**WORK ITEM**: Every line containing the word "doorknob" is to be copied from the data below.

**TASK DATA**:
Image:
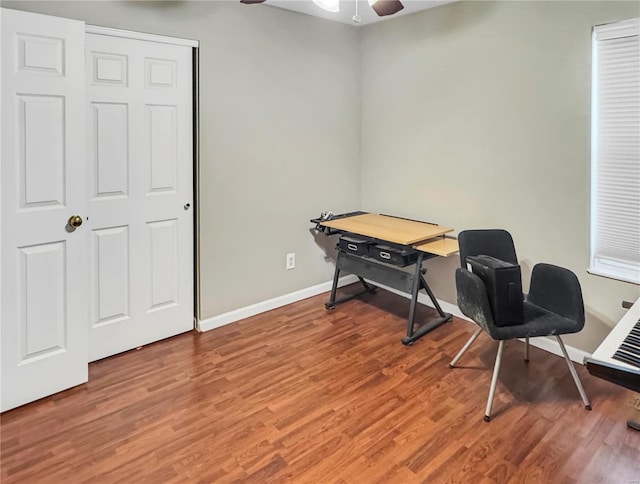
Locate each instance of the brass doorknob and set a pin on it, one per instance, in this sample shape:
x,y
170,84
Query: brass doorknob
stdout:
x,y
75,221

**ANSWER TO THIS PROBLEM**:
Locate each instance of the brass doorknob and set a pin on it, one per instance, in this sample shape:
Query: brass doorknob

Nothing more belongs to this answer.